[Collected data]
• • •

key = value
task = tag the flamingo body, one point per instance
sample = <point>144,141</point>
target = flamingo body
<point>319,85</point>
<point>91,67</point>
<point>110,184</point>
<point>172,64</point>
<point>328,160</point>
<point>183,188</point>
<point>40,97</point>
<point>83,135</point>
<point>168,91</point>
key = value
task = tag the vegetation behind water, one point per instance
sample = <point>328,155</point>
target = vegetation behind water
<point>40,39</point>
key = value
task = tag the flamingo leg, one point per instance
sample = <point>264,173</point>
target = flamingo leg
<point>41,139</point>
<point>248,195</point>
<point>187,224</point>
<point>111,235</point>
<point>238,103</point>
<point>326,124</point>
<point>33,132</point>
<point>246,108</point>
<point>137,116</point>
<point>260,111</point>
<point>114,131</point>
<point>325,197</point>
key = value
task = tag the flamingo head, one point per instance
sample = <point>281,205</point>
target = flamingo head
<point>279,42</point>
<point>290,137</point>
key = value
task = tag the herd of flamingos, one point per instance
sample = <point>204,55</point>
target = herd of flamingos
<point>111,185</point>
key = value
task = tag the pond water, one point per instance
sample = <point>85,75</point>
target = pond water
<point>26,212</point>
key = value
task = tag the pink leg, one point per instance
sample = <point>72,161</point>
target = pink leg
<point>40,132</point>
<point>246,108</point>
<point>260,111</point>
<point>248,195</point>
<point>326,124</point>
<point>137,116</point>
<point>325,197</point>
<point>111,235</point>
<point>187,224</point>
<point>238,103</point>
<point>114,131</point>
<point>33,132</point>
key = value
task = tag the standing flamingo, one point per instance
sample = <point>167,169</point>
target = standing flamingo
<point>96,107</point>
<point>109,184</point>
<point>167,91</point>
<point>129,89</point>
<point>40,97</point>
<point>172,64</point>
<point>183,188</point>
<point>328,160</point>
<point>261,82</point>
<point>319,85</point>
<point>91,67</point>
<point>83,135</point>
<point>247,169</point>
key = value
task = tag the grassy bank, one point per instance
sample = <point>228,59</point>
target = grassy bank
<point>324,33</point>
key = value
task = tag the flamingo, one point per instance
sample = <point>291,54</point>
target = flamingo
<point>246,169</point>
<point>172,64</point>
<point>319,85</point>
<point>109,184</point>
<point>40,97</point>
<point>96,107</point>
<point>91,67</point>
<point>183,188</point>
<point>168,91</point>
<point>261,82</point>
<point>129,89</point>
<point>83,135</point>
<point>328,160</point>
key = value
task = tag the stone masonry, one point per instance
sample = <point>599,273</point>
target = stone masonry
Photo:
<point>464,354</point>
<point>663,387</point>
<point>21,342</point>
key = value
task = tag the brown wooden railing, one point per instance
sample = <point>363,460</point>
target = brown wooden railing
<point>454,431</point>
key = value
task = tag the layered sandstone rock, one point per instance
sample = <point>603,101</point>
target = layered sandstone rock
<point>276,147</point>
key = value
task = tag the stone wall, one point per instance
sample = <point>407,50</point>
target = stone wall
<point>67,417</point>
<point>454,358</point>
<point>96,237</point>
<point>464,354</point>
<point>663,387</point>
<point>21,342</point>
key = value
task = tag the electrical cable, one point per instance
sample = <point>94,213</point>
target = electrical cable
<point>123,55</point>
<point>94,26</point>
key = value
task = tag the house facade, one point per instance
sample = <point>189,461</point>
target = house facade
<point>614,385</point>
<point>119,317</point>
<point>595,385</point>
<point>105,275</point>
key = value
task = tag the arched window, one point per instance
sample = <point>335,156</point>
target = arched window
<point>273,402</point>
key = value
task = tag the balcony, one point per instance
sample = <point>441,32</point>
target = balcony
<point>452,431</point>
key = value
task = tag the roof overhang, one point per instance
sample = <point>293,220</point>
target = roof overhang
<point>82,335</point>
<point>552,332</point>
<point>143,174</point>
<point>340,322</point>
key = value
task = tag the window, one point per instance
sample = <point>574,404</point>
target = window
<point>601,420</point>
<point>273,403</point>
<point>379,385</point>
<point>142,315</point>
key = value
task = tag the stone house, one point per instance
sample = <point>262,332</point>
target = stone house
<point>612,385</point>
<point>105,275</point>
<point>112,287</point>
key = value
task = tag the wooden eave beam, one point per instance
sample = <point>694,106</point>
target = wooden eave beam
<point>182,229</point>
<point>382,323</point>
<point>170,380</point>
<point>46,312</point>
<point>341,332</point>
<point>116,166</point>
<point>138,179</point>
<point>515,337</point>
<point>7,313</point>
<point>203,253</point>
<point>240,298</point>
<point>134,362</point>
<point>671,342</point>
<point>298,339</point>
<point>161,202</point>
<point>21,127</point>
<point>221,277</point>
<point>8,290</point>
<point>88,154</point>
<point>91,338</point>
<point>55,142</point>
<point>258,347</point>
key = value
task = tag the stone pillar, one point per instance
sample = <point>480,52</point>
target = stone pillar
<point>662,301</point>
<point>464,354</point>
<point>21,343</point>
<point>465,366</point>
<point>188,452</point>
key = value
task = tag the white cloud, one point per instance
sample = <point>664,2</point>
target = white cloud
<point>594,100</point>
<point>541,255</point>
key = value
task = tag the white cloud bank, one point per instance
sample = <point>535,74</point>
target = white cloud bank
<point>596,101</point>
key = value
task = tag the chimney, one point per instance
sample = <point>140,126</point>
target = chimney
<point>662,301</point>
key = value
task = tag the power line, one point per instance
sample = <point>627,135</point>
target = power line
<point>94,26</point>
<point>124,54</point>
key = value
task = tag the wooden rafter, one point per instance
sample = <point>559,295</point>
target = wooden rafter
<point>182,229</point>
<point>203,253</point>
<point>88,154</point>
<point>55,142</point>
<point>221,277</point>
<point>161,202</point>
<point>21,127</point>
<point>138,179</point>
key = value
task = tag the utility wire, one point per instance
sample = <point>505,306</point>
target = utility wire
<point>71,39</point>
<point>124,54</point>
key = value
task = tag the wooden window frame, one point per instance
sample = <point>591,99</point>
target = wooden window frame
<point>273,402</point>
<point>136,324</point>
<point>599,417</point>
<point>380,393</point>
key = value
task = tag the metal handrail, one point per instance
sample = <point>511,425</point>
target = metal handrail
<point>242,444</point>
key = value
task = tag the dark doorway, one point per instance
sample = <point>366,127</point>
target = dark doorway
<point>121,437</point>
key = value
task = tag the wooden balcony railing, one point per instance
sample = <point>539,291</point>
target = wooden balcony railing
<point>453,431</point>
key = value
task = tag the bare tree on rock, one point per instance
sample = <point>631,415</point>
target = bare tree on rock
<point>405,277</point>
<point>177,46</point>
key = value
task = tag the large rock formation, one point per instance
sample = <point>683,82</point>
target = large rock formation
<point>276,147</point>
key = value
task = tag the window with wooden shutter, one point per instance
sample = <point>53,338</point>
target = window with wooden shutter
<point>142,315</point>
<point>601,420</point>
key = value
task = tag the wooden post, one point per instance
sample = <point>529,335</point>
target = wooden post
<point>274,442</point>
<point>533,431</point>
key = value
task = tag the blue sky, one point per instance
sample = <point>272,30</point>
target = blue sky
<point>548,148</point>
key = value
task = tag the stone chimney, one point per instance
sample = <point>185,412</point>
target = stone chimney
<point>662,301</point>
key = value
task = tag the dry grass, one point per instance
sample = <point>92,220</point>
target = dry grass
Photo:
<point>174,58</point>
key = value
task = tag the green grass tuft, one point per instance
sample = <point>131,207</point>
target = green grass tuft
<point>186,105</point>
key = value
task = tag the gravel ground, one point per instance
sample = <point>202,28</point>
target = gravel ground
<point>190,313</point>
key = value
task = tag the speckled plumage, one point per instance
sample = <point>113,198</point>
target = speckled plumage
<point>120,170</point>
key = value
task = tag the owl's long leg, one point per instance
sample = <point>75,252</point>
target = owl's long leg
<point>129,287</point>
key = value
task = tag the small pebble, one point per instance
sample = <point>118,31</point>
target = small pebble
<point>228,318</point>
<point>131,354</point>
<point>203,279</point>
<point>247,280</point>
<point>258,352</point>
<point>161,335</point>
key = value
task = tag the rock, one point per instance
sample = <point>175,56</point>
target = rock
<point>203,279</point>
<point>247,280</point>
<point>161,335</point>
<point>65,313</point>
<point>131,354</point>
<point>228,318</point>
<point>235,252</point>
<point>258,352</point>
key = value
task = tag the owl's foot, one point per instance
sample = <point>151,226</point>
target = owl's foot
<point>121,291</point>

• • •

EXERCISE INSTRUCTIONS:
Show every line of the listing above that contains the word "electrical", copied in full.

TASK RESPONSE:
task = tag the electrical cable, one point per instance
target = electrical cable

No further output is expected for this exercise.